--- START Input data ---

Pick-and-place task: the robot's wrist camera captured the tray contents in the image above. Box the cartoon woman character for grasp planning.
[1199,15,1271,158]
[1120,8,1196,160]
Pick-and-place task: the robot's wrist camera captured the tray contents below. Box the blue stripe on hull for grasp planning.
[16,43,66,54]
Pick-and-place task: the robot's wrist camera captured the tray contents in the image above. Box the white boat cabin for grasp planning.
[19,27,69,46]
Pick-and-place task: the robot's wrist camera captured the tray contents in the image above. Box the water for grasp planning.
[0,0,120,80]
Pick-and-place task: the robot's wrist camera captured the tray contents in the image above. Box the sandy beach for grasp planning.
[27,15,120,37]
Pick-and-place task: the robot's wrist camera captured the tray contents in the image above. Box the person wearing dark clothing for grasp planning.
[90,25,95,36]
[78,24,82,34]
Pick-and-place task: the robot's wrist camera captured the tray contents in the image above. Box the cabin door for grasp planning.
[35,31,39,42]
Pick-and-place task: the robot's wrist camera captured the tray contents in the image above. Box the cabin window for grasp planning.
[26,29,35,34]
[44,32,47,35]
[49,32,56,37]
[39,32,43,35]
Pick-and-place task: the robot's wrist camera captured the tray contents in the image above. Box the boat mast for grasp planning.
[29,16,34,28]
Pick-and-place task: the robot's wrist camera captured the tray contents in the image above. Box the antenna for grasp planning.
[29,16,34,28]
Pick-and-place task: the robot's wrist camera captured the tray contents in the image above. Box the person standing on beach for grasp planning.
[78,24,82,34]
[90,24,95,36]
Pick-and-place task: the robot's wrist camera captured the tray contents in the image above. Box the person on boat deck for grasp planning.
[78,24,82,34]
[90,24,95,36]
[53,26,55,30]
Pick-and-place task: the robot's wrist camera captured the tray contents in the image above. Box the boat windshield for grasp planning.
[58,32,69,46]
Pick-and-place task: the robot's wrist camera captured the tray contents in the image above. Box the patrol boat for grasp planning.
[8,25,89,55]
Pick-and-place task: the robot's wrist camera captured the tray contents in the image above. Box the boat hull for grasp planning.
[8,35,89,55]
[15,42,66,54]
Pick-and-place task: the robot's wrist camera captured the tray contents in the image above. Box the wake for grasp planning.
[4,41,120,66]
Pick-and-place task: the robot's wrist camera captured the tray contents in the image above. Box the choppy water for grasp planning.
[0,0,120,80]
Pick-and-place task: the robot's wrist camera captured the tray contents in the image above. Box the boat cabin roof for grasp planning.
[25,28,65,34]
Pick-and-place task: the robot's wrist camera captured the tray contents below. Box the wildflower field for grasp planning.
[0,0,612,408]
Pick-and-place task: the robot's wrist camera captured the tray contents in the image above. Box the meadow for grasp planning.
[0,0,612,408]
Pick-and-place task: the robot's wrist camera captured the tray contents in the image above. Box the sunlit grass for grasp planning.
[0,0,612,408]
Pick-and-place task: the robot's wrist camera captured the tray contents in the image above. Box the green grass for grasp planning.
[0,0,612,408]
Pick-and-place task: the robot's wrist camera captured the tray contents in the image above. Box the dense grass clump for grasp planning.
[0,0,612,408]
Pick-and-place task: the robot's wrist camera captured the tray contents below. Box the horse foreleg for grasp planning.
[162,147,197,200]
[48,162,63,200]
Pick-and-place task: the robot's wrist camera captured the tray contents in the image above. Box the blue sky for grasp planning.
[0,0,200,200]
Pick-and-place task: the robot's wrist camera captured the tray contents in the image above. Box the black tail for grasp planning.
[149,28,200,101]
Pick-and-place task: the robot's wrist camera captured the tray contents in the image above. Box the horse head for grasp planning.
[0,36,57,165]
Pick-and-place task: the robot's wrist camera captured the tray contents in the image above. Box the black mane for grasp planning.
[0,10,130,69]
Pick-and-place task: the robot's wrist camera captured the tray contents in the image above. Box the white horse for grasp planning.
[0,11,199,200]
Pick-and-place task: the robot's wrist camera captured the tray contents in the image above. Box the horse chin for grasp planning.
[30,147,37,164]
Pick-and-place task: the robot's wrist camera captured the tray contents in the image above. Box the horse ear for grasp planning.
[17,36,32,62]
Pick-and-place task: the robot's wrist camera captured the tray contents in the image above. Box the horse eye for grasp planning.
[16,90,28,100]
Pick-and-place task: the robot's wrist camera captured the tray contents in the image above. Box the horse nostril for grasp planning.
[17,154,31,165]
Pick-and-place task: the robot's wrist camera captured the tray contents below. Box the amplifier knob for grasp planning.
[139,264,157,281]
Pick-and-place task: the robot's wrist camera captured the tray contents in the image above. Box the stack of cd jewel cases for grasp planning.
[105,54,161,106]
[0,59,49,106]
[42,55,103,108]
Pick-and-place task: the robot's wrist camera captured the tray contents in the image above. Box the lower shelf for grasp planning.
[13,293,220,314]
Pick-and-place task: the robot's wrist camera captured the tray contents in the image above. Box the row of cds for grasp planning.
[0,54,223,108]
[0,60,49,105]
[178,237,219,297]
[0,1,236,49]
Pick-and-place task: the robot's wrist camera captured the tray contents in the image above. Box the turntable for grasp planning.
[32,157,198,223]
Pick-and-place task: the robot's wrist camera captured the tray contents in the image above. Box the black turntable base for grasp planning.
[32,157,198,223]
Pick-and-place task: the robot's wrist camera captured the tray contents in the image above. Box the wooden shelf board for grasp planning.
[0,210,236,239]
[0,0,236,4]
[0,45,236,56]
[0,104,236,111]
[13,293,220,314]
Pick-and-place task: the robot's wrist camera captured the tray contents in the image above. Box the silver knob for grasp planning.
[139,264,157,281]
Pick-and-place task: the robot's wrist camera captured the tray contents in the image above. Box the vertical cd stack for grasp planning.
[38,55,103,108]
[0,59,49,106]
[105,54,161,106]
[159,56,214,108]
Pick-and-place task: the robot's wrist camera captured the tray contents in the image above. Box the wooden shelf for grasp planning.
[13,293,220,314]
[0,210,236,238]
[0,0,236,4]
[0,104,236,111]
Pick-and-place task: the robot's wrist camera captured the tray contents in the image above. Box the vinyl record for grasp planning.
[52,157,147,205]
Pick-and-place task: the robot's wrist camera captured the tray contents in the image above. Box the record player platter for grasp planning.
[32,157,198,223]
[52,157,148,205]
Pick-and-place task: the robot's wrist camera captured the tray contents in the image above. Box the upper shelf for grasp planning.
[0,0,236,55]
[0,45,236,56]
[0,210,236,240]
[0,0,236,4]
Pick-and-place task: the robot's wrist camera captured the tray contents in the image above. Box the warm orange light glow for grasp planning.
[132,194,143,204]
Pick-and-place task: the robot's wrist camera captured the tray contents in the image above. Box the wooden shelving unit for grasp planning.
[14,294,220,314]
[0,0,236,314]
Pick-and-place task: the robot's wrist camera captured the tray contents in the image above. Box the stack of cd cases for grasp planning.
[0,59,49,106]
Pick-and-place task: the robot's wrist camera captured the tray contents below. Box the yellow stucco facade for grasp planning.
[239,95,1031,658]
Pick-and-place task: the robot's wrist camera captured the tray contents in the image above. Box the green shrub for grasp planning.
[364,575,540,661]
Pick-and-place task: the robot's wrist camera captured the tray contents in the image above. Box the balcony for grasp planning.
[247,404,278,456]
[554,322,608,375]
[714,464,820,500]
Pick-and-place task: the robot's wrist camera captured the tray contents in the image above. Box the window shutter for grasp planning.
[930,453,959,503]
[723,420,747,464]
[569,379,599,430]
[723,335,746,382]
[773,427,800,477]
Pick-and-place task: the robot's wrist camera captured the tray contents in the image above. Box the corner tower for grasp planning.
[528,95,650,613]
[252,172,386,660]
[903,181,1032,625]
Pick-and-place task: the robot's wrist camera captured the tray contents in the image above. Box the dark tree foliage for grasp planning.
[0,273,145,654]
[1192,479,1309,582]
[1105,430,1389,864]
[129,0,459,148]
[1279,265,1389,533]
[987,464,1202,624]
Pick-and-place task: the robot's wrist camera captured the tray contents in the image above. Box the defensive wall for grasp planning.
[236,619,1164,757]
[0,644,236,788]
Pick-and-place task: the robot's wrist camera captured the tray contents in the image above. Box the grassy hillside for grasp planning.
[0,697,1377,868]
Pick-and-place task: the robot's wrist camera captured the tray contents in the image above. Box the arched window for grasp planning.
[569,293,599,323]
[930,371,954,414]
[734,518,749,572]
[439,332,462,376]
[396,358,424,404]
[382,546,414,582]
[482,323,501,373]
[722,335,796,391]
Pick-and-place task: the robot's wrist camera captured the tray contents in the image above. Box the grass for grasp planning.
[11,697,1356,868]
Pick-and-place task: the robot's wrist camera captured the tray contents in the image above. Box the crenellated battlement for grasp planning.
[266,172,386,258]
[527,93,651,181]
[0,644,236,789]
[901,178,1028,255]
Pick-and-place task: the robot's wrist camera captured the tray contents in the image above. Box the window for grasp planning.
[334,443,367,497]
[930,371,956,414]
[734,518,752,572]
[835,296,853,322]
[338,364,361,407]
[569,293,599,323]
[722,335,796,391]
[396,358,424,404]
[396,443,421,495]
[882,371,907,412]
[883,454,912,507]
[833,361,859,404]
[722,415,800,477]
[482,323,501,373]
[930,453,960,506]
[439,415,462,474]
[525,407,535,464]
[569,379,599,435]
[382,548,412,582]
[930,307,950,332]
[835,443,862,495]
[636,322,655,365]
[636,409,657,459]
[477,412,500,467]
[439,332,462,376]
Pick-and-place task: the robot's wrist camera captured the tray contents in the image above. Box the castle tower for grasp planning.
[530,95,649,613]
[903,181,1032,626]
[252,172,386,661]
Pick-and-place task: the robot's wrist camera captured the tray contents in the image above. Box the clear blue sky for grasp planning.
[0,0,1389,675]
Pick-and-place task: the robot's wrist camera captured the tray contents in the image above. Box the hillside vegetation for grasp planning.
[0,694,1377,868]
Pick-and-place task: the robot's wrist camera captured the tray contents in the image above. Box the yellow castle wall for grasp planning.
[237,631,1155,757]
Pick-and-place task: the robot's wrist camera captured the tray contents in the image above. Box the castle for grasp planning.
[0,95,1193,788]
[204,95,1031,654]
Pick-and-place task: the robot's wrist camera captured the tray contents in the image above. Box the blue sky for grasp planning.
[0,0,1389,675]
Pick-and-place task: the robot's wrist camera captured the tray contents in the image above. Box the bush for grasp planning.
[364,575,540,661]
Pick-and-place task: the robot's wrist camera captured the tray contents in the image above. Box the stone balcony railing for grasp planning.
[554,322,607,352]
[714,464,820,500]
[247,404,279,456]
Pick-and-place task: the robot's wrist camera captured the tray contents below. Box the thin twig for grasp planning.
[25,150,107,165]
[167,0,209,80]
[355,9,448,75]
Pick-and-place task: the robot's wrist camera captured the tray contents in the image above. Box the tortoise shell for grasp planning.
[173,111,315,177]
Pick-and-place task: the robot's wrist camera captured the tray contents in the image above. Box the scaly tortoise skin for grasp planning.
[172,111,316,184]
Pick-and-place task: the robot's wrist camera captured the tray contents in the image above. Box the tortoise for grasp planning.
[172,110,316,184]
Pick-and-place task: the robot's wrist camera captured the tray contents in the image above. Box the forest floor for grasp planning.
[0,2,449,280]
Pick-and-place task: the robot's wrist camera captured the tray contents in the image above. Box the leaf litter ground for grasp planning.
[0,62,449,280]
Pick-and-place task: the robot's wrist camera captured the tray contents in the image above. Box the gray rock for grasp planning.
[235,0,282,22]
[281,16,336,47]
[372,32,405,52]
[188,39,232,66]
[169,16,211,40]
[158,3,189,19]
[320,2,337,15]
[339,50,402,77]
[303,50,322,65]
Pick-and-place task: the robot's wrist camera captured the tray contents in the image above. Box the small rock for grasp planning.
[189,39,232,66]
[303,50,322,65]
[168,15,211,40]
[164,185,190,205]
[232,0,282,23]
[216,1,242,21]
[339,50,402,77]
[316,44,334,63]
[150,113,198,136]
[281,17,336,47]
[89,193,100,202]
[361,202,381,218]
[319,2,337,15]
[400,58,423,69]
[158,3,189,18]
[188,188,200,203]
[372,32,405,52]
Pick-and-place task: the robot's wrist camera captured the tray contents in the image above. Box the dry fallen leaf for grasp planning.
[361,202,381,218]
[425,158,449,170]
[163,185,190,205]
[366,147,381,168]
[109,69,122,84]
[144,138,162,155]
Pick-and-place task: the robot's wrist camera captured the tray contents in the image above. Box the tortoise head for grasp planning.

--- END Input data ---

__Short task__:
Report every line in the records above that contains the word "water". Count only matches with the same capitalization.

__Exercise answer__:
Pick-and-place task: the robot's wrist camera captured the tray contents in the image above. Box the water for grasp planning.
Pick-and-place task: the robot's wrist camera captured the tray contents in the image above. Box the choppy water for grasp planning.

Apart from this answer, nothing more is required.